Instruction | Gather every line of the entries below that contains the string "wheel" and copy each one. Case counts when matching.

[Entries from a data collection]

==*==

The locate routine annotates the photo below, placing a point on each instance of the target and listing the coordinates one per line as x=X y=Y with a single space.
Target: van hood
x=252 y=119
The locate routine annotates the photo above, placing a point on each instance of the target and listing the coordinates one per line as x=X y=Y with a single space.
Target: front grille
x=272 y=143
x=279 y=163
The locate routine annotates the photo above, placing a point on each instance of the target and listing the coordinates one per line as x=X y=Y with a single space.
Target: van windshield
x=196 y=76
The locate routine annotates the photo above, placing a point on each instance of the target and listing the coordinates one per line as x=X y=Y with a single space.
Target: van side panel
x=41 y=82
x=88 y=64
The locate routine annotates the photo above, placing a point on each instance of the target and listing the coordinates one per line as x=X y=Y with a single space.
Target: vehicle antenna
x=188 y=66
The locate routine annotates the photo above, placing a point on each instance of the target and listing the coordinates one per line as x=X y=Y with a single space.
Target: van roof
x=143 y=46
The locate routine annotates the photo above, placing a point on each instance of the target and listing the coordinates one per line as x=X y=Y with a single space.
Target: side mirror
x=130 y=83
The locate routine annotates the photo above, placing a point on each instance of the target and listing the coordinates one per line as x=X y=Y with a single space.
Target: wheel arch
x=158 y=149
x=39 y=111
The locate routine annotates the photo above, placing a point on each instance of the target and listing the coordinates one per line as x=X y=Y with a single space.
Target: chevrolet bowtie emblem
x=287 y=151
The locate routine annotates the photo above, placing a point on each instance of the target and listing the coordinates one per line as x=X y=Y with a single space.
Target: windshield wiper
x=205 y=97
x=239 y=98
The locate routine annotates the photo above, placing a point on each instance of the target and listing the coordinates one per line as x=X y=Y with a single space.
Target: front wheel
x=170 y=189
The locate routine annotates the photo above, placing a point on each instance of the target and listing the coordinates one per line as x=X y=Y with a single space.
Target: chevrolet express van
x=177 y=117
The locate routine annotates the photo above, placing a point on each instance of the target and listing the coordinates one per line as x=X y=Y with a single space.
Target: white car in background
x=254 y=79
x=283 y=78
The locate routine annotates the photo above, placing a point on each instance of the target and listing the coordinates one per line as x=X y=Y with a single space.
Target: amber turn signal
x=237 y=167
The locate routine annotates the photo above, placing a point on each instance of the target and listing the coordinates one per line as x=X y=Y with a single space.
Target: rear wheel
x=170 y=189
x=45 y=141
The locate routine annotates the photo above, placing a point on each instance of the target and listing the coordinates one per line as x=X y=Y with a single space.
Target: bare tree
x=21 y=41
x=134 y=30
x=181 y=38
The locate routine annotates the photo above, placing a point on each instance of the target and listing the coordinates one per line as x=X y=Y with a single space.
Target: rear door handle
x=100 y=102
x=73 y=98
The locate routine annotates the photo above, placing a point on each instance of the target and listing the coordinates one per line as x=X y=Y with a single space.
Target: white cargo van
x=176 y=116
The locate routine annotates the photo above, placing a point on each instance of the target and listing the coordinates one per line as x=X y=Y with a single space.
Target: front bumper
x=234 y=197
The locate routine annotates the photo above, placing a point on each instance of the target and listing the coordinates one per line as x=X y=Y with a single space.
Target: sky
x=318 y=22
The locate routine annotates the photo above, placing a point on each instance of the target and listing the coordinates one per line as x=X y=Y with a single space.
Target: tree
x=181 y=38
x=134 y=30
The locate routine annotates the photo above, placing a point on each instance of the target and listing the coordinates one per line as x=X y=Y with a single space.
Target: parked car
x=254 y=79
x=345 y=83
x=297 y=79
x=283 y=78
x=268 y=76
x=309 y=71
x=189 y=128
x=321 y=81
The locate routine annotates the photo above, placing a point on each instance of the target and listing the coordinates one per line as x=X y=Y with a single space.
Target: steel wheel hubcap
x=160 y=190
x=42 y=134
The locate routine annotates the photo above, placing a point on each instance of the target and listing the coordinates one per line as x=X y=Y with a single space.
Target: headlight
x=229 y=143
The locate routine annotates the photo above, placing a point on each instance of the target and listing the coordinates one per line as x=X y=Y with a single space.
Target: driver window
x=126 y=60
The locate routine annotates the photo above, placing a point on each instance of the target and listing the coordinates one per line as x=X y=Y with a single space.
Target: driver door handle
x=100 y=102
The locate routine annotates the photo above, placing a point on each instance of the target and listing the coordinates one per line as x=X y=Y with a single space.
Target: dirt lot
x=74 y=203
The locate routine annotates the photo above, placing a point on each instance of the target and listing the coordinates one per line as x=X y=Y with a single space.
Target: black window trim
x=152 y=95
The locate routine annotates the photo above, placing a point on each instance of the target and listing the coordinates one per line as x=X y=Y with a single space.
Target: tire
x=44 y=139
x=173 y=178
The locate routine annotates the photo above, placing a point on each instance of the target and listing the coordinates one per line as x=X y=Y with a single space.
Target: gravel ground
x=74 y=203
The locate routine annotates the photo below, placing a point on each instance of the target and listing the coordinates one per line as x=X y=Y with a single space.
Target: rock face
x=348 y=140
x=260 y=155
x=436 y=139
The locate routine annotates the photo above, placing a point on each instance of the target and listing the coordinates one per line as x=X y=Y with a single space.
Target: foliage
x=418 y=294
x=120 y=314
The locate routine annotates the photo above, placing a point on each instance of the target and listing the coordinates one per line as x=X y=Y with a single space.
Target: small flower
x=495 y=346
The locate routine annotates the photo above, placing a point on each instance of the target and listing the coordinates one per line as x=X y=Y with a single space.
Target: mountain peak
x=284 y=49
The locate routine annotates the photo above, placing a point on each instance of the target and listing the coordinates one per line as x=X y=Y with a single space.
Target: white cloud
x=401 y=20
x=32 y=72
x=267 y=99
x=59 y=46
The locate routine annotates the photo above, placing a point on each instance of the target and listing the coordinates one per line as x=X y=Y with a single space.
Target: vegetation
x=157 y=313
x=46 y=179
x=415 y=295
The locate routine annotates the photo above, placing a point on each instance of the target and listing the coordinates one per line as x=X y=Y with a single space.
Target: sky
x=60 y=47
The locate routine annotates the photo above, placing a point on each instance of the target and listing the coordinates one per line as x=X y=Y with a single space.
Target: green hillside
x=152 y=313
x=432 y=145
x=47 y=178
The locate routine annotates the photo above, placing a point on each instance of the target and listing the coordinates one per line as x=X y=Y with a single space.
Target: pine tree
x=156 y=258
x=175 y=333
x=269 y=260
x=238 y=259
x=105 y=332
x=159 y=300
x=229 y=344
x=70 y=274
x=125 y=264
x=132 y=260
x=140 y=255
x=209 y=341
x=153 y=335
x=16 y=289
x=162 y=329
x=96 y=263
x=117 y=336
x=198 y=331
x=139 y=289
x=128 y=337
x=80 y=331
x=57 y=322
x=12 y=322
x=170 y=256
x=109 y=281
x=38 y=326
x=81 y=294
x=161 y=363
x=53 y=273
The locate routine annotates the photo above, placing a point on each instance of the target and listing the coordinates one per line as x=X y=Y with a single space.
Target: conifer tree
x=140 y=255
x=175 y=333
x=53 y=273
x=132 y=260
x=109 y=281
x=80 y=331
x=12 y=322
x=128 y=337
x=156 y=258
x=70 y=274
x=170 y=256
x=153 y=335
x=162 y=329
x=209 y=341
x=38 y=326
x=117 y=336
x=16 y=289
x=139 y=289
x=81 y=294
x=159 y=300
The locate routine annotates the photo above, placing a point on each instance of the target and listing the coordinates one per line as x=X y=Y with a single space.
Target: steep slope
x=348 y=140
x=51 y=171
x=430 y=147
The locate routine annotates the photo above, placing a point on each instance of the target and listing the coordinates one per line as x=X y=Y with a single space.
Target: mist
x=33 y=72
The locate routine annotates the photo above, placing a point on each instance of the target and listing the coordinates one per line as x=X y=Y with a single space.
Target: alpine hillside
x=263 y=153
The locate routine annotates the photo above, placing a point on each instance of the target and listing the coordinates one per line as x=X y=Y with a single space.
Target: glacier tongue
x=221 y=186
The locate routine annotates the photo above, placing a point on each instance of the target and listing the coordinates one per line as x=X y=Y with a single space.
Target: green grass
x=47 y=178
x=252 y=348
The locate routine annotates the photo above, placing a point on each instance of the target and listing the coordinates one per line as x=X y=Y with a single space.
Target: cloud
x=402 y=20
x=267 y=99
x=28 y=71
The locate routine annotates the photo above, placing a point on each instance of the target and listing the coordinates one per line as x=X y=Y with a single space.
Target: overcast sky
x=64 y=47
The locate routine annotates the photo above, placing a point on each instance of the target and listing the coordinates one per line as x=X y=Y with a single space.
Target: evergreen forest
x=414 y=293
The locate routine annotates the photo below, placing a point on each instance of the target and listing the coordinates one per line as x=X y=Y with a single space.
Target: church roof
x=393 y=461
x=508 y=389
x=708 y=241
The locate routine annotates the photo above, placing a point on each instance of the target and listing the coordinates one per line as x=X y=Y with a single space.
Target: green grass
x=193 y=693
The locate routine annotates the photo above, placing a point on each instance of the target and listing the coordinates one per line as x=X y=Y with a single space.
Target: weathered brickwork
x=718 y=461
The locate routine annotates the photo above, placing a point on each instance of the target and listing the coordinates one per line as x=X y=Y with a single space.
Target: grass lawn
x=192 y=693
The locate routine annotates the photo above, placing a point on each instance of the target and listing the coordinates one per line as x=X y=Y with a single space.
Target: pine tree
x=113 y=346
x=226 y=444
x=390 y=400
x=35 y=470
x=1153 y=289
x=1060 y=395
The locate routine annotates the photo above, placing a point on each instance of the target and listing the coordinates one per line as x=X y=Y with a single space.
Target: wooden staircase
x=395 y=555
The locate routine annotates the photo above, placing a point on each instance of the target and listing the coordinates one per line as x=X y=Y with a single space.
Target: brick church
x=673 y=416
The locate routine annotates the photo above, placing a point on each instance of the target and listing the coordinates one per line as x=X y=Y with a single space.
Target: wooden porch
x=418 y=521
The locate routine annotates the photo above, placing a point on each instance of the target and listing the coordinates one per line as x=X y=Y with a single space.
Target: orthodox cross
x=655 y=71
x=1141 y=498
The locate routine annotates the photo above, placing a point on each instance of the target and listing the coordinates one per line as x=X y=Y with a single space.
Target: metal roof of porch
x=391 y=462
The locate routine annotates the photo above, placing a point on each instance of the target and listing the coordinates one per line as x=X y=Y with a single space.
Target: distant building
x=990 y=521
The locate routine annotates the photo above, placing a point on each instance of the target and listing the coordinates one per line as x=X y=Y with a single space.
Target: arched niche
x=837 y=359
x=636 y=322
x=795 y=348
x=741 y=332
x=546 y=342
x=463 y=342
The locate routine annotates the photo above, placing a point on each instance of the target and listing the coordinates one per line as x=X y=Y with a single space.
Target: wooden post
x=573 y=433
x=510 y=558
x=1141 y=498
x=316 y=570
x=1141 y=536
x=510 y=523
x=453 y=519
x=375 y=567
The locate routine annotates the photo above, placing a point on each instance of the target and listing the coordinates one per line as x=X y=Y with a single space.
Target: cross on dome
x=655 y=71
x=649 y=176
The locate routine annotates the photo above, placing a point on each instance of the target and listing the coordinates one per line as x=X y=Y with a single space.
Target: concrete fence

==*==

Written solution |
Target: wheel arch
Target: front wheel
Target: rear wheel
Target: steel wheel hubcap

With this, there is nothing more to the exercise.